__Task brief__:
What are the lines, word for word, from the line with "Thank you for the photo. Could you tag the pile" up to and including the line with "[indicate] wooden table (a" in the records below? Omit the pictures.

Saved entries
──────

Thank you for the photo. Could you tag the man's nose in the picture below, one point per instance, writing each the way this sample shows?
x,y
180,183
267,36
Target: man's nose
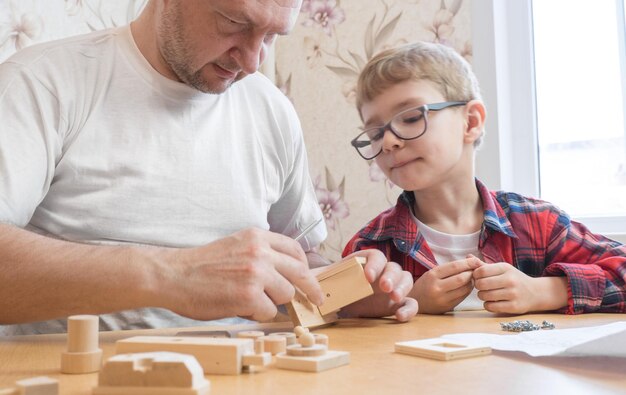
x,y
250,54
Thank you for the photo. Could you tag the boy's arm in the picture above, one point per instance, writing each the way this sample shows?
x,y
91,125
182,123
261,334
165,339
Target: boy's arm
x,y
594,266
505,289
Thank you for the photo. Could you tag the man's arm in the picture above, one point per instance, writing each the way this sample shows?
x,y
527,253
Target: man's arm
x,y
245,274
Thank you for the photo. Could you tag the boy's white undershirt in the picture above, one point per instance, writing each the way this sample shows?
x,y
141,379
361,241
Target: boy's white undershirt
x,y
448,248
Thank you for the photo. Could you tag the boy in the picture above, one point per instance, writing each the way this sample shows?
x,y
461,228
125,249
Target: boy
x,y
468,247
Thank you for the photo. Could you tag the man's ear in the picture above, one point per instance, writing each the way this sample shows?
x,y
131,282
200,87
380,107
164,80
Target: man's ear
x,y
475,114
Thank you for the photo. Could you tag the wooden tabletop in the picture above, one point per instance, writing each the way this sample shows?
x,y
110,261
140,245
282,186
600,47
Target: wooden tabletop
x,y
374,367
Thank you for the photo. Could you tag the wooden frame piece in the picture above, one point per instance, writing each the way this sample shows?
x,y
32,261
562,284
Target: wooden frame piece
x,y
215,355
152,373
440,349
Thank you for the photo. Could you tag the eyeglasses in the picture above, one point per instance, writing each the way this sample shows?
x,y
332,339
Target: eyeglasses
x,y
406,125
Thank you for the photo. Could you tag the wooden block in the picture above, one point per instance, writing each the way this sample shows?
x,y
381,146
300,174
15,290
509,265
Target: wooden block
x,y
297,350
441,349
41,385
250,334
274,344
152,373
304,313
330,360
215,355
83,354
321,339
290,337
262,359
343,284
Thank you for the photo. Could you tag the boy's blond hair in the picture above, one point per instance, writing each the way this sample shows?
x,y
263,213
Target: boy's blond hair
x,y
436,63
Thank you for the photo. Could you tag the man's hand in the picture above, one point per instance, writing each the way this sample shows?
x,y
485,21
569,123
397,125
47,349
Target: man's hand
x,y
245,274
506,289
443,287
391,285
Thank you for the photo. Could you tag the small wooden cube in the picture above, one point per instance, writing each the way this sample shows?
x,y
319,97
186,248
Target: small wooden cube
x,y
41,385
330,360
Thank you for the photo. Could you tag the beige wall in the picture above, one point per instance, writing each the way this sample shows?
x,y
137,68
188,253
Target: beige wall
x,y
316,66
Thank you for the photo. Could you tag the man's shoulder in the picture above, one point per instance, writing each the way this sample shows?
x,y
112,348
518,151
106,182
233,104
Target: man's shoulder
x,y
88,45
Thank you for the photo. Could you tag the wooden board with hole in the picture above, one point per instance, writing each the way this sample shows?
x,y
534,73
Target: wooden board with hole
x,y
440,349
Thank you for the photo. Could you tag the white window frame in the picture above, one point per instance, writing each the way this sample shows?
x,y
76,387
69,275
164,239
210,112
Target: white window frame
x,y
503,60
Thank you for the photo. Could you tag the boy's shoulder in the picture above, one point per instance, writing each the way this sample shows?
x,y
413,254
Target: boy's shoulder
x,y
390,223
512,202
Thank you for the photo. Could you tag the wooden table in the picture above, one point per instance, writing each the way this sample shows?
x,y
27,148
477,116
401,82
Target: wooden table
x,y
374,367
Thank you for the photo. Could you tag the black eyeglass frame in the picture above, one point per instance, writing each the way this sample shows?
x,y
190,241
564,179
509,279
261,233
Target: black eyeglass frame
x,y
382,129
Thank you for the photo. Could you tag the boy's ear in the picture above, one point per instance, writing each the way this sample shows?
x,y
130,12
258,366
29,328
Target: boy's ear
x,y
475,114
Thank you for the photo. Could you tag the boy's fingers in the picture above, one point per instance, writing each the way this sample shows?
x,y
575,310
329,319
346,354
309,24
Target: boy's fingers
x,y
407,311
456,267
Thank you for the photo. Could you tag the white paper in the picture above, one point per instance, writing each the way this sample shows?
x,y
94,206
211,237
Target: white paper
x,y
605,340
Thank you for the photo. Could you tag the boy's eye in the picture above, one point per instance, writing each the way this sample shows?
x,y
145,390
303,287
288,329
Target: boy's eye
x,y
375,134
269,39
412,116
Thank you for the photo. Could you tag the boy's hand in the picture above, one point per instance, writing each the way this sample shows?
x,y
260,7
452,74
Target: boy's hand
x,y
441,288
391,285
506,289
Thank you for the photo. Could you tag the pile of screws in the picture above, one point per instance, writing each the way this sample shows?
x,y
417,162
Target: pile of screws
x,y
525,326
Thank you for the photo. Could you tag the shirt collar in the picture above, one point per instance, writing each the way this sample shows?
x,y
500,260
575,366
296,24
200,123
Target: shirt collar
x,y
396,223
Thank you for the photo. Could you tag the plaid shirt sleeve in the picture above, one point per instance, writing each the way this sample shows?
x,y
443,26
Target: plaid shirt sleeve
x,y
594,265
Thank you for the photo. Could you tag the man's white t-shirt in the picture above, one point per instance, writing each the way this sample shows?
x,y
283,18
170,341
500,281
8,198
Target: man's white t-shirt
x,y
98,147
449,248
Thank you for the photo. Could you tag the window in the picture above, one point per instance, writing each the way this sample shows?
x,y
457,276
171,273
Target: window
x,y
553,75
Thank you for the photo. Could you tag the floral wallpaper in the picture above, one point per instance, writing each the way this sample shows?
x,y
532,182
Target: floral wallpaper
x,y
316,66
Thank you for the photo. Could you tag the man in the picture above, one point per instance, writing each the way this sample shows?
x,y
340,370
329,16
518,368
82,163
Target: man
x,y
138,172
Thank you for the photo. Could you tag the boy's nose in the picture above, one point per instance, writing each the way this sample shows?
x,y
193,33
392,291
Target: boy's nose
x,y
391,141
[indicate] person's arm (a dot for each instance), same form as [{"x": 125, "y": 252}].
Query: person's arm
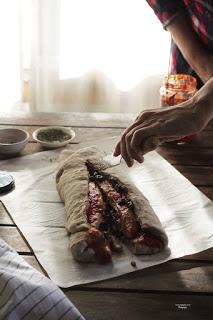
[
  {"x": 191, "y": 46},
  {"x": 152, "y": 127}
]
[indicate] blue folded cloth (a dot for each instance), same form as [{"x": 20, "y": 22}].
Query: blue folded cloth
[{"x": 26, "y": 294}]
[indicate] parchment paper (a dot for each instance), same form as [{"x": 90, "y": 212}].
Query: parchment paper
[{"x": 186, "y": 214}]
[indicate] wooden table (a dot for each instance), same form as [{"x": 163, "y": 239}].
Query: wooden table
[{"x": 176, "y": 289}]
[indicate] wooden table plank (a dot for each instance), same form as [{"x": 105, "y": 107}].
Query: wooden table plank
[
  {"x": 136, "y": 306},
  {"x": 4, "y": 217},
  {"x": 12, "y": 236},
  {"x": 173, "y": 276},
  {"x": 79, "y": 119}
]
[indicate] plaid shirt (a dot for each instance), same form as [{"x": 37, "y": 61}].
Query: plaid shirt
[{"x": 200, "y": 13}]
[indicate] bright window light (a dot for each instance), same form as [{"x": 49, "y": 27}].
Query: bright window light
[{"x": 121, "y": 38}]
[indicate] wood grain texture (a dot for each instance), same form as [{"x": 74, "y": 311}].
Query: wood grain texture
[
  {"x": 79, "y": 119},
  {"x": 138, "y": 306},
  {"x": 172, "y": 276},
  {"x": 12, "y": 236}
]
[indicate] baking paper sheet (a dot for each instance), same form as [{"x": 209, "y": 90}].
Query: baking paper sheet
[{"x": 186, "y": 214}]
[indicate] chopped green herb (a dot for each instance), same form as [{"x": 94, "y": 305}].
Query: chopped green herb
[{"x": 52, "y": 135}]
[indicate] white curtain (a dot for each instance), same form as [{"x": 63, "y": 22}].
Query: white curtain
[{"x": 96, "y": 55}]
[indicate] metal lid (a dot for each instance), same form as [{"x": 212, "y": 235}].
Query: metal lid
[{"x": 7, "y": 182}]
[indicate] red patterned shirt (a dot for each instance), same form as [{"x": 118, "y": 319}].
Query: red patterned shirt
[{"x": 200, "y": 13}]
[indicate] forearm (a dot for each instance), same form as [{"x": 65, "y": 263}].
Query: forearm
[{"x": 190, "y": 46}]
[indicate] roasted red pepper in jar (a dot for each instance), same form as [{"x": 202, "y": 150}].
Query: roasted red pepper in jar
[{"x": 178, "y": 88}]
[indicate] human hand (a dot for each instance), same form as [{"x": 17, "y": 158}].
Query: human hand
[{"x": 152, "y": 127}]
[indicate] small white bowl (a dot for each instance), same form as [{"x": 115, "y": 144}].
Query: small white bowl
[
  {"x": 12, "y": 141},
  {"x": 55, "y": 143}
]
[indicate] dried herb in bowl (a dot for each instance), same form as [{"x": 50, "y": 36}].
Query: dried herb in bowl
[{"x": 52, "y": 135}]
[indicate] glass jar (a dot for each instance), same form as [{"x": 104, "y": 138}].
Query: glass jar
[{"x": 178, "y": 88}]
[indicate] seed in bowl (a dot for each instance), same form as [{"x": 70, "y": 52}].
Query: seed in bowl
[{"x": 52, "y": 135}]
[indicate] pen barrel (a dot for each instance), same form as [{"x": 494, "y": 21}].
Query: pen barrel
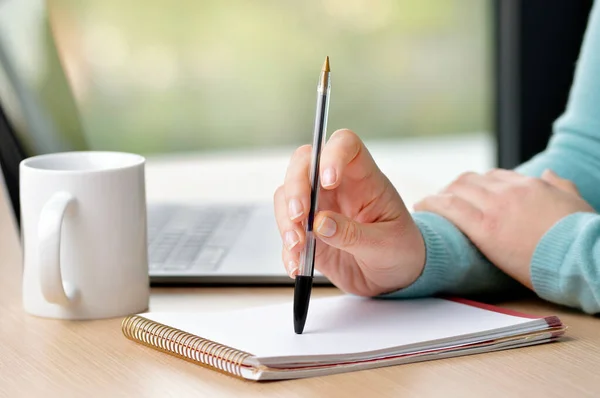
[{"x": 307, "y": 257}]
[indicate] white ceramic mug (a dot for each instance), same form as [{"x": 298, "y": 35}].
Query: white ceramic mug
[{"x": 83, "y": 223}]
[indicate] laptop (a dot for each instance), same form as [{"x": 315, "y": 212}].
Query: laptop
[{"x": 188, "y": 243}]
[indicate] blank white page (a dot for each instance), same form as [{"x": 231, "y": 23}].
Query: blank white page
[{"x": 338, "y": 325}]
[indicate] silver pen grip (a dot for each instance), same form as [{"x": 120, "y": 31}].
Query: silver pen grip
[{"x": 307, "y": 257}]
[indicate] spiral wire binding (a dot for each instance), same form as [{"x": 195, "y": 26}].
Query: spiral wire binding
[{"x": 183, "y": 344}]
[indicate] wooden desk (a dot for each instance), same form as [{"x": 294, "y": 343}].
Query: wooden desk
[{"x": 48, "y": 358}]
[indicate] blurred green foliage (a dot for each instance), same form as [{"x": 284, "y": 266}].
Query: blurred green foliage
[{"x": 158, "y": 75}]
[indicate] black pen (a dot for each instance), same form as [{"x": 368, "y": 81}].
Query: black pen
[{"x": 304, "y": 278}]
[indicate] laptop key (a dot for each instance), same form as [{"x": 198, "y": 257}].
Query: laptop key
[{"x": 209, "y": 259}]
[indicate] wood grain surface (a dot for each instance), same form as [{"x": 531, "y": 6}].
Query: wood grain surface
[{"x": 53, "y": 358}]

──────

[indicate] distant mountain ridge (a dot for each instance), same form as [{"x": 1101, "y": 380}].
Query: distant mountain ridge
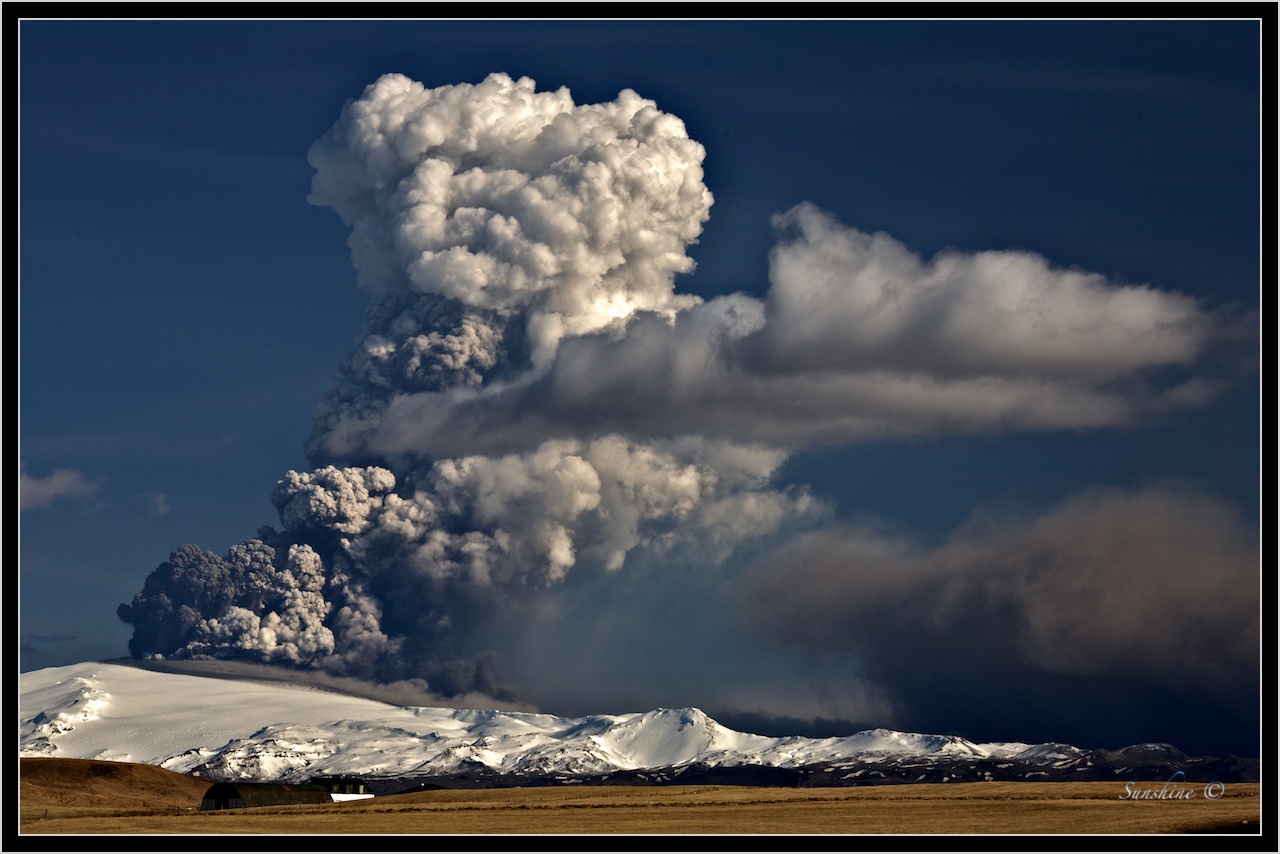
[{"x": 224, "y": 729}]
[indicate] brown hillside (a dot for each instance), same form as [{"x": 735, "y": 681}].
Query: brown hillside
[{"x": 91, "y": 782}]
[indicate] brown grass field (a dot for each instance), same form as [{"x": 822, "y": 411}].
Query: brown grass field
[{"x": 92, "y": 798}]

──────

__Task solution__:
Thank you for the photo. Could you tag the pile of screws in the picture above, one point per instance, writing each the way this sample shows?
x,y
417,162
Target: pile of screws
x,y
525,326
Thank you for the photo. Could you tag the shirt collar in the picture above, one point per instance, writing each the way this sample shows?
x,y
500,260
575,366
296,24
200,123
Target: shirt collar
x,y
396,223
Thank you for the photo. Could you tag the plaid shirt sleeve in the picture above, one point per instance, writing each the way this sample shows?
x,y
443,26
Target: plaid shirt sleeve
x,y
594,265
Thank you for the photo. Could you tag the man's white t-shirt in the picture above, one point per instance, writing each the way this sample shows?
x,y
283,18
170,341
500,281
8,198
Target: man's white t-shirt
x,y
98,147
449,248
Thank you for the photo. Could you tag the window in the picture above, one point per instance, writing each the way this sample shows?
x,y
457,276
171,273
Target: window
x,y
553,75
Thank you for the photo. Could you tag the floral wallpaper in the picture above, one point per instance, writing each the way this sample shows?
x,y
532,182
Target: floral wallpaper
x,y
316,66
Thank you for the photo. Could you tag the man in the picture above, one point per instance, writing each the way this sample shows?
x,y
340,370
329,16
518,368
82,163
Target: man
x,y
138,172
Thank you for the photo. Could you tag the boy's nose in the picture above, one point per instance, writing each the way this sample shows?
x,y
193,33
392,291
Target: boy's nose
x,y
391,141
[indicate] person's arm (a dot for each instance), same form as [{"x": 125, "y": 252}].
Query: person's arm
[
  {"x": 191, "y": 46},
  {"x": 152, "y": 127}
]
[indicate] blue folded cloth (a dot for each instance), same form as [{"x": 20, "y": 22}].
Query: blue folded cloth
[{"x": 26, "y": 294}]
[indicate] parchment paper (a dot for each instance), same form as [{"x": 90, "y": 212}].
Query: parchment paper
[{"x": 186, "y": 214}]
[indicate] wooden table (a dot for each instance), same form as [{"x": 163, "y": 239}].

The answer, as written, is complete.